The problem: Rewrite the stretch of the listing from the line containing "Expected behaviour: place one point on the evergreen" through the line containing "Expected behaviour: place one point on the railway", changing every "instance" to "occurrence" and keeping everything else the same.

Input records:
____

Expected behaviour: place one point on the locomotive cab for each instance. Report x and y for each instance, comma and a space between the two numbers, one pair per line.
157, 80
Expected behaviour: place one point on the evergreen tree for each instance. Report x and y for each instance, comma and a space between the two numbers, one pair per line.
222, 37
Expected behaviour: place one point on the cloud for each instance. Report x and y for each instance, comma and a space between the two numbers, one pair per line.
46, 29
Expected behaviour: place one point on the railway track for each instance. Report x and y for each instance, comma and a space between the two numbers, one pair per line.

____

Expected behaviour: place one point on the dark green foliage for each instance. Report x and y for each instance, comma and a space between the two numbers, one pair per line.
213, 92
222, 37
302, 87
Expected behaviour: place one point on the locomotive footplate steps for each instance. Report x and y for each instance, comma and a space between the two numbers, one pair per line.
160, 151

____

Result below:
Expected behaviour: place one point on the evergreen tree for each occurrence. Report x and y for each occurrence, comma and a space between the two numbers, one pair per line.
222, 37
Expected behaviour: place one point on the cloud for each occurrence. Report x and y for each occurrence, comma and a space between the two numbers, one pair per line.
46, 29
Expected behaviour: place one point on the railway track for each occurrence. Report x and y for each occurrence, comma and a space between the two numbers, one pair per line.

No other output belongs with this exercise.